* **Directions for this task**
Render every line of the items below as a JSON list of strings, one string per line, with blank lines omitted. Leave the pictures out.

[start of Records for the exercise]

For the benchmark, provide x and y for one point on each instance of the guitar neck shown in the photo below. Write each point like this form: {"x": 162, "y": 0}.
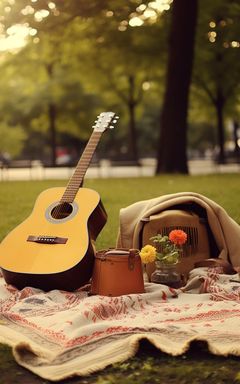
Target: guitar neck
{"x": 77, "y": 178}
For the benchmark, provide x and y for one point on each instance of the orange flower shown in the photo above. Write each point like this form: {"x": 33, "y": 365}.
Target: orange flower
{"x": 178, "y": 237}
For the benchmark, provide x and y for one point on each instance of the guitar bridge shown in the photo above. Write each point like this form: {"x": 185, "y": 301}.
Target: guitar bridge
{"x": 47, "y": 239}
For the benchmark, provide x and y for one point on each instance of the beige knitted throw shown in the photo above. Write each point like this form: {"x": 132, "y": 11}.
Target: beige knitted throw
{"x": 224, "y": 229}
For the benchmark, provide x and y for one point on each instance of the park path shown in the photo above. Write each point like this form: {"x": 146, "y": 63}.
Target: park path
{"x": 105, "y": 170}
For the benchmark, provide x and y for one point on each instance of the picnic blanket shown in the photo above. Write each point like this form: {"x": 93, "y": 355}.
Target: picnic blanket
{"x": 60, "y": 334}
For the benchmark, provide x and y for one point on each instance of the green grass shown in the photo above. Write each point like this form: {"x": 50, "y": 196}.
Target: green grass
{"x": 149, "y": 365}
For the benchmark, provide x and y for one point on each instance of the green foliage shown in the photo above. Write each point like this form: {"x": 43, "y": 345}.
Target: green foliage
{"x": 11, "y": 139}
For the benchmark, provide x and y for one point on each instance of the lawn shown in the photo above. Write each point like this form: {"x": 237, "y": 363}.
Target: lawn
{"x": 149, "y": 365}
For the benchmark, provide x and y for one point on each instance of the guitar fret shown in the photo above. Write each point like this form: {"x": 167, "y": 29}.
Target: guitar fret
{"x": 104, "y": 121}
{"x": 77, "y": 178}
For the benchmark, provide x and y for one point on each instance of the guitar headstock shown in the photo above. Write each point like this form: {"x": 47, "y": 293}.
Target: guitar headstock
{"x": 104, "y": 121}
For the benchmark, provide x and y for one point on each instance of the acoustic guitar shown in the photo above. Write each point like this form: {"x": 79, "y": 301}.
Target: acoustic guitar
{"x": 54, "y": 247}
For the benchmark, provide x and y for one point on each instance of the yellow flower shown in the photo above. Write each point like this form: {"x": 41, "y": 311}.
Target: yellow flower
{"x": 148, "y": 254}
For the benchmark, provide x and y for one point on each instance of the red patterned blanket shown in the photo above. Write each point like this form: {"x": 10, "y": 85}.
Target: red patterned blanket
{"x": 59, "y": 334}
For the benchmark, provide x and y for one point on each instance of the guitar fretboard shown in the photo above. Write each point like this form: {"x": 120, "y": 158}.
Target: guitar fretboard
{"x": 77, "y": 178}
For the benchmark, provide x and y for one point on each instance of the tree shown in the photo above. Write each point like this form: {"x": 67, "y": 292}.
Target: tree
{"x": 218, "y": 60}
{"x": 172, "y": 156}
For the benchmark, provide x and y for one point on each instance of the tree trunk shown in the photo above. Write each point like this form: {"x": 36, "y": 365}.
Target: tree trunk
{"x": 52, "y": 129}
{"x": 236, "y": 142}
{"x": 172, "y": 157}
{"x": 52, "y": 113}
{"x": 220, "y": 125}
{"x": 132, "y": 147}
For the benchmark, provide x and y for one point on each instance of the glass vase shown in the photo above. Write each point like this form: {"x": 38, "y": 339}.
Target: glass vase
{"x": 166, "y": 274}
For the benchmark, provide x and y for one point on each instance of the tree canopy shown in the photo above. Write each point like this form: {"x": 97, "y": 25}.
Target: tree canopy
{"x": 81, "y": 57}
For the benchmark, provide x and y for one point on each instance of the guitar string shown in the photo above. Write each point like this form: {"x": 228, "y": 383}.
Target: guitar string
{"x": 76, "y": 180}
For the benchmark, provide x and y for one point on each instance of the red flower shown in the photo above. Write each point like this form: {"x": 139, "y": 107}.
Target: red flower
{"x": 178, "y": 237}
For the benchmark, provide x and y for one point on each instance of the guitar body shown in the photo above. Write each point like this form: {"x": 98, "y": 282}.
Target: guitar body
{"x": 54, "y": 253}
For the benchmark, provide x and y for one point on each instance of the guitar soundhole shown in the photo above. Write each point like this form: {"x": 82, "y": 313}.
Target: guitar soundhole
{"x": 61, "y": 211}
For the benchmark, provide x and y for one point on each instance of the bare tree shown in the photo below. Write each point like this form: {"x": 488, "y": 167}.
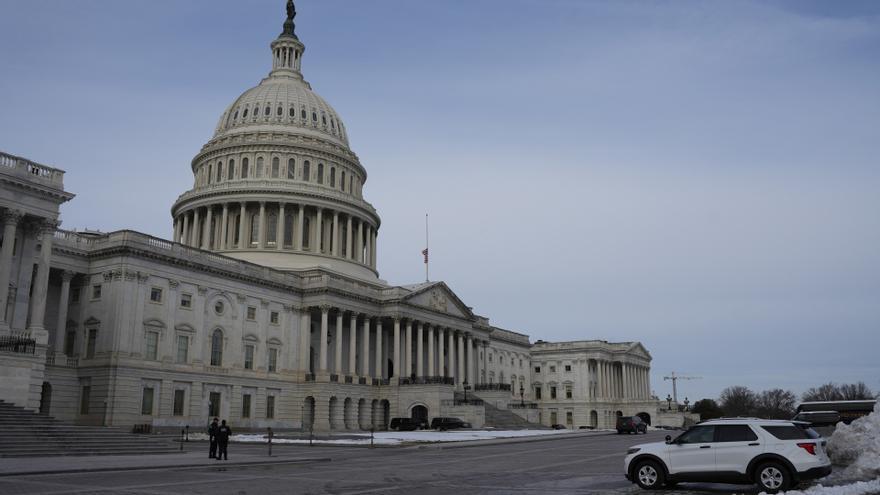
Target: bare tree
{"x": 827, "y": 392}
{"x": 776, "y": 404}
{"x": 738, "y": 401}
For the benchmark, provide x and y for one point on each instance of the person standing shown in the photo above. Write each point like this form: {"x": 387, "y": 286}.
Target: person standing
{"x": 212, "y": 438}
{"x": 223, "y": 434}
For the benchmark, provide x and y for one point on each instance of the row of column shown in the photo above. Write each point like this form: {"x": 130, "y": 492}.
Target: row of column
{"x": 617, "y": 380}
{"x": 417, "y": 349}
{"x": 247, "y": 225}
{"x": 35, "y": 231}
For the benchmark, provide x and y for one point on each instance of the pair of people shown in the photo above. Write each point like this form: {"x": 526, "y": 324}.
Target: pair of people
{"x": 218, "y": 437}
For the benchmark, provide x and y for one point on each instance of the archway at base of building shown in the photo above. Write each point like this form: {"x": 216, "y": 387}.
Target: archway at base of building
{"x": 45, "y": 398}
{"x": 420, "y": 413}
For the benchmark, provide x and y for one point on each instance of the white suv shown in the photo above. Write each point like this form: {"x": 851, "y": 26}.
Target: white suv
{"x": 775, "y": 454}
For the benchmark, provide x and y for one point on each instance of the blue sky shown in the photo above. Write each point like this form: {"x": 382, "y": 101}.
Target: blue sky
{"x": 700, "y": 176}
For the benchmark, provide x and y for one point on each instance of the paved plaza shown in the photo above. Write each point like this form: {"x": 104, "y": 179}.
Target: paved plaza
{"x": 577, "y": 464}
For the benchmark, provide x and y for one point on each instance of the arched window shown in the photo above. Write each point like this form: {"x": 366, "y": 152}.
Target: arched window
{"x": 255, "y": 228}
{"x": 271, "y": 228}
{"x": 307, "y": 226}
{"x": 217, "y": 348}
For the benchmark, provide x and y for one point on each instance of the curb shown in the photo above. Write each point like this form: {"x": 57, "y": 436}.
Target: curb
{"x": 170, "y": 466}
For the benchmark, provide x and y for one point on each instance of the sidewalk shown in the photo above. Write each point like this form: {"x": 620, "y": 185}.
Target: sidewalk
{"x": 17, "y": 466}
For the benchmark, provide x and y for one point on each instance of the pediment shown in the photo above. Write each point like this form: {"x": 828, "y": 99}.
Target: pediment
{"x": 438, "y": 297}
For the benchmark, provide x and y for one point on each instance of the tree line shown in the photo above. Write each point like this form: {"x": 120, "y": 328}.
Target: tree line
{"x": 775, "y": 403}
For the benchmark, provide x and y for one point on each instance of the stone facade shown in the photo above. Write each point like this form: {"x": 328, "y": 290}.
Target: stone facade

[end of Records for the exercise]

* **Result of the task**
[
  "For the benchmark, provide x and y for one point on each instance of the guitar neck shown in the photo below. Write each point like this form: {\"x\": 162, \"y\": 0}.",
  "Target: guitar neck",
  "{\"x\": 77, \"y\": 178}",
  "For the benchmark, provide x and y for one point on each instance of the orange flower shown in the photo above. Write each point like this form: {\"x\": 33, \"y\": 365}.",
  "Target: orange flower",
  "{\"x\": 178, \"y\": 237}",
  "For the benchmark, provide x and y for one point on each instance of the guitar bridge shown in the photo above. Write each point like this form: {\"x\": 185, \"y\": 301}.",
  "Target: guitar bridge",
  "{\"x\": 47, \"y\": 239}",
  "For the benchmark, provide x and y for one point on each instance of the beige knitted throw shown in the photo above. Write each point like this form: {\"x\": 132, \"y\": 11}.",
  "Target: beige knitted throw",
  "{\"x\": 224, \"y\": 229}",
  "For the benchmark, provide x and y for one point on each instance of the park path shown in the photo above. Write each point like this form: {\"x\": 146, \"y\": 63}.",
  "Target: park path",
  "{\"x\": 105, \"y\": 170}",
  "For the benchmark, provide x and y for one point on each instance of the picnic blanket shown in the photo above. Write each point like this form: {\"x\": 93, \"y\": 355}.",
  "Target: picnic blanket",
  "{\"x\": 60, \"y\": 334}",
  "For the benchmark, provide x and y for one point on each instance of the green grass shown in the photo above. Write each point like this form: {\"x\": 50, \"y\": 196}.",
  "Target: green grass",
  "{\"x\": 149, \"y\": 365}",
  "For the benchmark, provide x and y for one point on each instance of the green foliage shown in the photo above. Write each point like this form: {\"x\": 43, \"y\": 345}.",
  "Target: green foliage",
  "{\"x\": 11, \"y\": 139}",
  "For the benchmark, provide x and y for one point on each instance of the lawn shown in the photo above. Write each point like this form: {\"x\": 237, \"y\": 363}.",
  "Target: lawn",
  "{\"x\": 149, \"y\": 365}",
  "For the benchmark, provide x and y for one point on each instance of the guitar fret shown in the photo above. Write each point like this form: {\"x\": 167, \"y\": 29}.",
  "Target: guitar fret",
  "{\"x\": 104, \"y\": 121}",
  "{\"x\": 77, \"y\": 178}",
  "For the benchmark, provide x and y for one point on each instance of the guitar headstock shown in the photo above. Write each point like this form: {\"x\": 47, \"y\": 293}.",
  "Target: guitar headstock",
  "{\"x\": 104, \"y\": 121}",
  "For the benchmark, provide x and y for one point on each instance of the acoustic guitar shown in the photo above. Write each point like this form: {\"x\": 79, \"y\": 301}.",
  "Target: acoustic guitar",
  "{\"x\": 54, \"y\": 247}",
  "For the benchmark, provide x and y for one point on each instance of the yellow flower shown in the photo above. Write each point like this form: {\"x\": 41, \"y\": 311}.",
  "Target: yellow flower",
  "{\"x\": 148, \"y\": 254}",
  "For the benchmark, provide x and y for one point on each instance of the red patterned blanket shown in the photo above. Write each point like this form: {\"x\": 10, \"y\": 85}.",
  "Target: red patterned blanket",
  "{\"x\": 59, \"y\": 334}",
  "For the benchmark, provide x and y for one point on each instance of the guitar fretboard shown in the photo above. Write each point like this form: {\"x\": 120, \"y\": 158}.",
  "Target: guitar fretboard",
  "{\"x\": 77, \"y\": 178}",
  "For the benchmark, provide x and y for one point on each instance of the tree shown in the photo above. Write each point like this form: {\"x\": 67, \"y\": 292}.",
  "Target: tree",
  "{\"x\": 218, \"y\": 60}",
  "{\"x\": 172, \"y\": 156}",
  "For the benchmark, provide x and y for one point on each instance of the tree trunk shown in the photo above. Write each point like this form: {\"x\": 36, \"y\": 365}.",
  "Target: tree trunk",
  "{\"x\": 52, \"y\": 129}",
  "{\"x\": 236, \"y\": 142}",
  "{\"x\": 172, \"y\": 157}",
  "{\"x\": 52, \"y\": 113}",
  "{\"x\": 220, \"y\": 125}",
  "{\"x\": 132, \"y\": 147}",
  "For the benchmark, provide x and y for one point on each instance of the glass vase shown in the photo above. Write each point like this form: {\"x\": 38, \"y\": 339}.",
  "Target: glass vase",
  "{\"x\": 166, \"y\": 274}",
  "For the benchmark, provide x and y for one point on each instance of the tree canopy shown in the photo above. Write each point like this form: {\"x\": 97, \"y\": 25}.",
  "Target: tree canopy",
  "{\"x\": 81, \"y\": 57}",
  "For the benchmark, provide x and y for one point on each instance of the guitar string shown in the photo above. Write each point like this form: {\"x\": 228, \"y\": 383}.",
  "Target: guitar string",
  "{\"x\": 76, \"y\": 180}",
  "For the benchmark, provide x and y for one point on each instance of the red flower shown in the photo above. Write each point like this form: {\"x\": 139, \"y\": 107}.",
  "Target: red flower",
  "{\"x\": 178, \"y\": 237}",
  "For the benchmark, provide x and y for one point on each instance of the guitar body shown in the photo above. Write each point like this form: {\"x\": 98, \"y\": 282}.",
  "Target: guitar body",
  "{\"x\": 54, \"y\": 253}",
  "For the benchmark, provide x and y for one point on each instance of the guitar soundhole shown in the photo above. Write each point like this form: {\"x\": 82, \"y\": 313}.",
  "Target: guitar soundhole",
  "{\"x\": 61, \"y\": 211}",
  "For the benchmark, provide x and y for one point on each instance of the bare tree shown in the photo below. Write each point like this form: {\"x\": 488, \"y\": 167}.",
  "Target: bare tree",
  "{\"x\": 827, \"y\": 392}",
  "{\"x\": 776, \"y\": 404}",
  "{\"x\": 738, \"y\": 401}",
  "For the benchmark, provide x and y for one point on each instance of the person standing shown in the photo above. Write each point like this form: {\"x\": 387, \"y\": 286}.",
  "Target: person standing",
  "{\"x\": 212, \"y\": 438}",
  "{\"x\": 223, \"y\": 434}",
  "For the benchmark, provide x and y for one point on each instance of the row of column shown in the photo above. Write each point like this form: {\"x\": 130, \"y\": 492}.",
  "Target: row of column",
  "{\"x\": 617, \"y\": 380}",
  "{\"x\": 417, \"y\": 349}",
  "{\"x\": 247, \"y\": 225}",
  "{\"x\": 35, \"y\": 231}",
  "For the benchmark, provide x and y for one point on each instance of the pair of people shown in the photo above. Write each point like this form: {\"x\": 526, \"y\": 324}.",
  "Target: pair of people",
  "{\"x\": 218, \"y\": 437}",
  "For the benchmark, provide x and y for one point on each instance of the archway at base of building shown in the photo above. Write each point like this form: {\"x\": 216, \"y\": 387}.",
  "Target: archway at base of building",
  "{\"x\": 45, \"y\": 398}",
  "{\"x\": 420, \"y\": 413}",
  "For the benchmark, provide x and y for one point on each instance of the white suv shown in the photo above. Write each point like this form: {\"x\": 851, \"y\": 26}.",
  "Target: white suv",
  "{\"x\": 775, \"y\": 454}",
  "For the benchmark, provide x and y for one point on each instance of the blue sky shown in the photo above. Write each point like this form: {\"x\": 382, \"y\": 101}.",
  "Target: blue sky",
  "{\"x\": 700, \"y\": 176}",
  "For the benchmark, provide x and y for one point on each instance of the paved plaza shown in the photo above. Write each point like this form: {\"x\": 104, \"y\": 179}.",
  "Target: paved plaza",
  "{\"x\": 577, \"y\": 464}",
  "For the benchmark, provide x and y for one point on each instance of the arched window shown in the photo above. Write each point like this form: {\"x\": 366, \"y\": 152}.",
  "Target: arched window",
  "{\"x\": 255, \"y\": 228}",
  "{\"x\": 271, \"y\": 228}",
  "{\"x\": 307, \"y\": 226}",
  "{\"x\": 217, \"y\": 348}",
  "For the benchmark, provide x and y for one point on each instance of the curb shown in the photo above. Write each point like this form: {\"x\": 57, \"y\": 436}.",
  "Target: curb",
  "{\"x\": 170, \"y\": 466}",
  "For the benchmark, provide x and y for one point on each instance of the sidewalk shown in the photo above. Write each point like this form: {\"x\": 620, \"y\": 185}.",
  "Target: sidewalk",
  "{\"x\": 17, \"y\": 466}",
  "For the benchmark, provide x and y for one point on each instance of the pediment shown in the photo above. Write each point like this form: {\"x\": 828, \"y\": 99}.",
  "Target: pediment",
  "{\"x\": 438, \"y\": 297}",
  "For the benchmark, provide x and y for one point on each instance of the tree line shown in the photo above. Write each point like this form: {\"x\": 120, \"y\": 328}.",
  "Target: tree line",
  "{\"x\": 775, \"y\": 403}",
  "For the benchmark, provide x and y for one point on each instance of the stone facade shown in the photo above. Write each point like this form: {\"x\": 328, \"y\": 290}.",
  "Target: stone facade"
]